The information here does not come from long, in depth experience, rather this is what I know from a few experiments. If you are serious and interested, I recommed a good book, course, or seminar. Notebook is an informative disinterested site with more information as well as additional links. This site from Sister Lucia Wiley a (deceased) WPA fresco artist is quite informative and helpful. If you do not have a wall handy on which to experiment, the back side of large tiles from your local tile shop may offer a highly textured surface fully appropriate for your first fresco experiments.
A wall that is ready for a mural must be of relatively even surface but coarsely textured. It must be solid and not allow moisture to enter from the rear. It is a good idea to wet the entire wall surface with a hose the night before applying the arrichio in order to insure a good bond. The arrichio is a mixture of slaked lime and sand (1 part lime putty to 2-3 parts coarse sand), applied about 1/2″ thick. It can hold the basics of the underpainting. If you are painting on tiles, you can omit this step and go straight to the intonacco.
The full scale design or drawing can be transferred to the arrichio. The Renaissance Masters seem to have used red sinopa pigment for laying in the basics of the design. It will be covered by a final layer of plaster called the intonocco, so the purpose is to lay in the complete composition to determine relationships in situ, as well as provide a guide for the ‘giornata’.
This is the final layer of plaster upon which one paints. It is a mixture of slaked lime putty, sand and powdered marble (one part lime putty to two parts fine sand plus 10% marble dust), applied approximately 1/4” thick. Be sure to wet the surface well to insure a good bond with the plaster (this is an important step in order to avoid the having plaster flake off a year or two later due to an insufficient bond). An amount of fresh plaster is mixed and plastered onto the wall (or tile) for one day’s effort (which is then called the ‘giornata’). The ‘sinopia’ (or design that has been laid on the arricio) is used as a guide to determine where to lay in the ‘giornata’. Artifical boundaries (like the traditional grid for transposition) are avoided, whereas edges of bodies, buildings etc..form natural boundaries. The working session for one day of fresh plaster can at best be 12 – 14 hours (depending on your external climate). Therefore, the design needs to be well thought out ahead of time in order to be able to complete the day’s section well and to allow it to invisibly merge with the rest of the painting. The color of the fresh paint may not exactly match that of the dried, so at least be sure that your pigment mixes are the same, then the dried painting will be fine. Allow about an hour for the fresh plaster to set before beginning to paint.

-----

Requests
a. Do these statements agree with the fresco text above? (i) If you paint on tiles, you can skip the arrichio. (ii) A traditional grid sets the edges of each day's plaster. (iii) Painting can start right after the fresh plaster goes on. Answer yes or no for each, and quote the words from the text that decide it.
b. Reproduce a passage of the fresco text above. Begin at the words "The full scale", and stop after "for the ‘giornata’.".

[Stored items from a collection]
-----

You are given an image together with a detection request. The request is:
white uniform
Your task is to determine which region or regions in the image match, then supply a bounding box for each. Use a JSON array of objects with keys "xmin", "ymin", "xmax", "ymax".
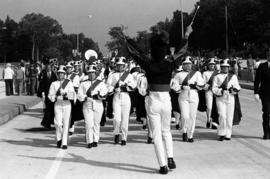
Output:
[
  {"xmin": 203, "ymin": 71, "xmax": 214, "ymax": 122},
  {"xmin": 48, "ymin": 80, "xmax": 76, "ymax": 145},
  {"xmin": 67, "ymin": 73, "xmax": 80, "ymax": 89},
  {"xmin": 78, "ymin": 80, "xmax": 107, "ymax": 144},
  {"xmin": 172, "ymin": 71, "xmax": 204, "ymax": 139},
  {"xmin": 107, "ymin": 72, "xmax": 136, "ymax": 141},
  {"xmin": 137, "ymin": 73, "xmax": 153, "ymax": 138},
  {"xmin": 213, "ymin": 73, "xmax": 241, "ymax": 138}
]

-----

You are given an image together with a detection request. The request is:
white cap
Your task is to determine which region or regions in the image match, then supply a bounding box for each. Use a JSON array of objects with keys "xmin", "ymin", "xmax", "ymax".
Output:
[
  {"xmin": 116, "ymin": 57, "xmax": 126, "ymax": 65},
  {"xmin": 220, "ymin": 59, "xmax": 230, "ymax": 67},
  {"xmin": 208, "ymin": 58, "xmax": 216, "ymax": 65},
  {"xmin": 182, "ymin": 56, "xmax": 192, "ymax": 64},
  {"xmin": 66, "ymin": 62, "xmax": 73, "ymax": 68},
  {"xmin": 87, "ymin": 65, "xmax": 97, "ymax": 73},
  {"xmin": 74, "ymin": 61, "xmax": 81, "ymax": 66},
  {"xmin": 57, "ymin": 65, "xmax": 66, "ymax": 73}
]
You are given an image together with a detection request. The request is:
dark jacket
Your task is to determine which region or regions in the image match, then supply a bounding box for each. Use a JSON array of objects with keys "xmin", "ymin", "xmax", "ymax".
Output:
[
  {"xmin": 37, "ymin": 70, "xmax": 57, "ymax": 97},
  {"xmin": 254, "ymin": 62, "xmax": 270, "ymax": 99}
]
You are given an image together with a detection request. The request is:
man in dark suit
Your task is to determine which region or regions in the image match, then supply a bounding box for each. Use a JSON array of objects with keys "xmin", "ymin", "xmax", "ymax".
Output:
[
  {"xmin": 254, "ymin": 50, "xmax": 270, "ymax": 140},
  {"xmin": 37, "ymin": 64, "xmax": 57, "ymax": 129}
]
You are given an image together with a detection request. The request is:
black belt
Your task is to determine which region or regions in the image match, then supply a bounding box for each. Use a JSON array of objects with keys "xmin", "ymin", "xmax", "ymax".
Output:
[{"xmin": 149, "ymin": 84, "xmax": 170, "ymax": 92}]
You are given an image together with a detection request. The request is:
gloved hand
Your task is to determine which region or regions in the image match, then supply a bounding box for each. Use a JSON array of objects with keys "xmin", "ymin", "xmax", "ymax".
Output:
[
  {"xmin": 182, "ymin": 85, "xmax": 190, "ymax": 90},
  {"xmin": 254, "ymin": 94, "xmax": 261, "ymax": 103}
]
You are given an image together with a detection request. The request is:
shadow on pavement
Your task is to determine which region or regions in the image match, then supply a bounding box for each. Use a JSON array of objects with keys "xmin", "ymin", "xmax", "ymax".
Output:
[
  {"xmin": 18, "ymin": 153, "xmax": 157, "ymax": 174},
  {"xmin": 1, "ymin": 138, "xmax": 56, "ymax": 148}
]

-----

The solutions
a.
(i) Yes: "If you are painting on tiles, you can omit this step and go straight to the intonacco."
(ii) No: "Artifical boundaries (like the traditional grid for transposition) are avoided, whereas edges of bodies, buildings etc..form natural boundaries."
(iii) No: "Allow about an hour for the fresh plaster to set before beginning to paint."

b.
The full scale design or drawing can be transferred to the arrichio. The Renaissance Masters seem to have used red sinopa pigment for laying in the basics of the design. It will be covered by a final layer of plaster called the intonocco, so the purpose is to lay in the complete composition to determine relationships in situ, as well as provide a guide for the ‘giornata’.